(Task)
Rewrite the part of the listing that opens with the line containing "of the black" and closes with the line containing "pixel 82 934" as a JSON list of strings, one string per line, omitting blank lines and leaving out the pictures.
##### Provided records
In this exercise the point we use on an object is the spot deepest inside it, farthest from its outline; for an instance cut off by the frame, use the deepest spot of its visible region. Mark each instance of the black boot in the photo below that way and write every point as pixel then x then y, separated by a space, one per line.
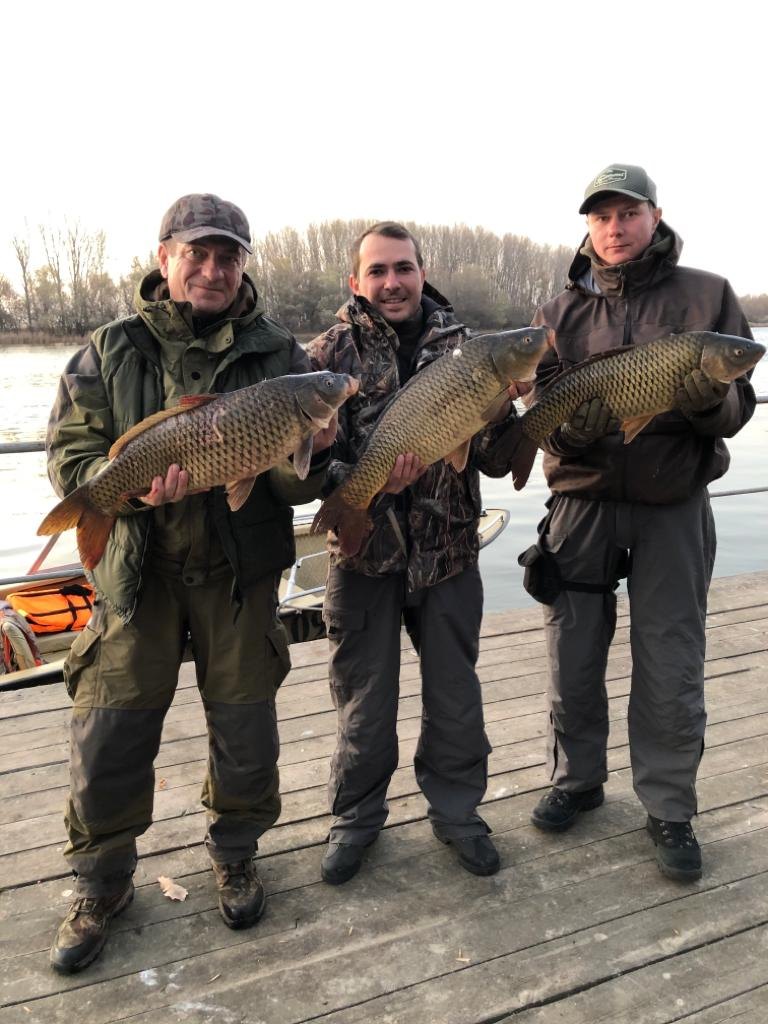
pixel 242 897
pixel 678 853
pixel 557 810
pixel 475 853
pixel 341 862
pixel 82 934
##########
##### Provided records
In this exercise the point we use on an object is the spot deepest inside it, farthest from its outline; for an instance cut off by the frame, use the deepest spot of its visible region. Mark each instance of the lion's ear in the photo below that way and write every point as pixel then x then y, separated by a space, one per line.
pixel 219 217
##########
##### Provided records
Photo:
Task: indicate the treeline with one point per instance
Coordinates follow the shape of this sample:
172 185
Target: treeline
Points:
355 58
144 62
##########
(Complete answer)
[
  "In this exercise the point we use on an object is the spot deepest inside it, farthest from its outline; for an instance cut off by the frame, use the deepest spot of its visible region. Mark each instance of the black boot in the photo below that way and write every point as pixel then x then y, separated by a space, one per line.",
  "pixel 242 897",
  "pixel 678 853",
  "pixel 557 810",
  "pixel 475 853",
  "pixel 341 862",
  "pixel 82 934"
]